> EXERCISE REQUIREMENTS
Retype the full set of records. Keep every character identical.

> ROWS
*-*-*

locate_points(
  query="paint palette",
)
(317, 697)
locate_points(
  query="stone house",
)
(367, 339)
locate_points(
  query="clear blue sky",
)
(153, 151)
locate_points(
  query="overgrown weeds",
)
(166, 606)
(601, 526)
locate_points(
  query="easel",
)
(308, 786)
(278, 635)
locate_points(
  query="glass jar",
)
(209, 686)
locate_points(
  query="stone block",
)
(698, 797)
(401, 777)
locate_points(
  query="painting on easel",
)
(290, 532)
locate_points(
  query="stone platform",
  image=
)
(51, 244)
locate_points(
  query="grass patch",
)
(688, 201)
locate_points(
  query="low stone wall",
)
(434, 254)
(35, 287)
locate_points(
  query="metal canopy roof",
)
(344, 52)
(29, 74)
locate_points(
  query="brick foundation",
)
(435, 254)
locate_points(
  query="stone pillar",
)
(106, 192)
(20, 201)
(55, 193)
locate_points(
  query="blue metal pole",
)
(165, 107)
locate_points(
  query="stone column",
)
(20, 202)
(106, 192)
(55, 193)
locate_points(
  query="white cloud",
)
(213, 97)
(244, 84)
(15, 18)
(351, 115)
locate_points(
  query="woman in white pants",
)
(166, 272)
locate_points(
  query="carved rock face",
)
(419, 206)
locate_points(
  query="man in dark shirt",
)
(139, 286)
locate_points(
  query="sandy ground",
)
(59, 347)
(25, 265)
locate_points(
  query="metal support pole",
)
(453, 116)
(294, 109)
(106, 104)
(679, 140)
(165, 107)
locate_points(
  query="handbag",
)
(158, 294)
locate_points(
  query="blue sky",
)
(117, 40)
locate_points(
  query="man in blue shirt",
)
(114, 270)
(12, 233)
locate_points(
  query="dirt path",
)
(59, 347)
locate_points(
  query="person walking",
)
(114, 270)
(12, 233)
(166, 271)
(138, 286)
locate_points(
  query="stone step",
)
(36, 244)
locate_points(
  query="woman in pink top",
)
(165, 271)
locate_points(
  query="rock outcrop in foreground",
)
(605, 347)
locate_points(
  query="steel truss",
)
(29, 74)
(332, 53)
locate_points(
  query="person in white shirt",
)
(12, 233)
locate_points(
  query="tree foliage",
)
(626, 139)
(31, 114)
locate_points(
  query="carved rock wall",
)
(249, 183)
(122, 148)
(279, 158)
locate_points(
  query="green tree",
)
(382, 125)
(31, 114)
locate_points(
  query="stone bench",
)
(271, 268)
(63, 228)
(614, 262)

*-*-*

> REPLY
locate_points(
  query="paint palette",
)
(317, 697)
locate_points(
  query="stone house",
)
(367, 339)
locate_points(
  query="clear blue sky",
)
(153, 151)
locate_points(
  query="overgrown weeds",
)
(166, 606)
(601, 526)
locate_points(
  query="easel",
)
(308, 786)
(278, 635)
locate_points(
  query="glass jar",
)
(209, 686)
locate_points(
  query="stone block",
)
(698, 797)
(401, 777)
locate_points(
  query="painting on easel",
)
(290, 532)
locate_points(
  query="stone platform",
  image=
)
(51, 244)
locate_points(
  query="grass patch",
)
(688, 201)
locate_points(
  query="low stone wall",
)
(434, 254)
(35, 287)
locate_points(
  query="metal canopy roof",
)
(344, 52)
(29, 74)
locate_points(
  query="brick foundation",
)
(435, 254)
locate_points(
  query="stone pillar",
)
(106, 192)
(20, 201)
(55, 193)
locate_points(
  query="blue metal pole",
)
(165, 107)
locate_points(
  query="stone column",
)
(20, 202)
(106, 192)
(55, 193)
locate_points(
  query="white cloud",
)
(213, 97)
(244, 84)
(15, 18)
(351, 115)
locate_points(
  query="woman in white pants",
)
(166, 272)
locate_points(
  query="carved rock face",
)
(419, 206)
locate_points(
  query="man in dark shirt",
)
(139, 286)
locate_points(
  query="sandy ground",
)
(59, 347)
(25, 265)
locate_points(
  query="metal support pole",
)
(453, 116)
(294, 109)
(106, 104)
(679, 140)
(165, 107)
locate_points(
  query="handbag",
)
(158, 294)
locate_points(
  query="blue sky",
)
(117, 40)
locate_points(
  query="man in blue shirt",
)
(114, 270)
(12, 233)
locate_points(
  query="dirt path",
)
(59, 347)
locate_points(
  query="person walking",
)
(114, 270)
(12, 233)
(166, 271)
(138, 286)
locate_points(
  query="stone step",
)
(36, 244)
locate_points(
  query="woman in pink top",
)
(165, 271)
locate_points(
  query="rock outcrop in foreground",
)
(605, 347)
locate_points(
  query="steel truss",
)
(29, 74)
(332, 53)
locate_points(
  query="person in white shirt",
)
(12, 233)
locate_points(
  query="tree foliage",
)
(626, 139)
(31, 114)
locate_points(
  query="carved rock wall",
)
(249, 183)
(122, 148)
(279, 158)
locate_points(
  query="green tree",
)
(382, 125)
(31, 114)
locate_points(
  query="stone bench",
)
(271, 268)
(63, 228)
(614, 262)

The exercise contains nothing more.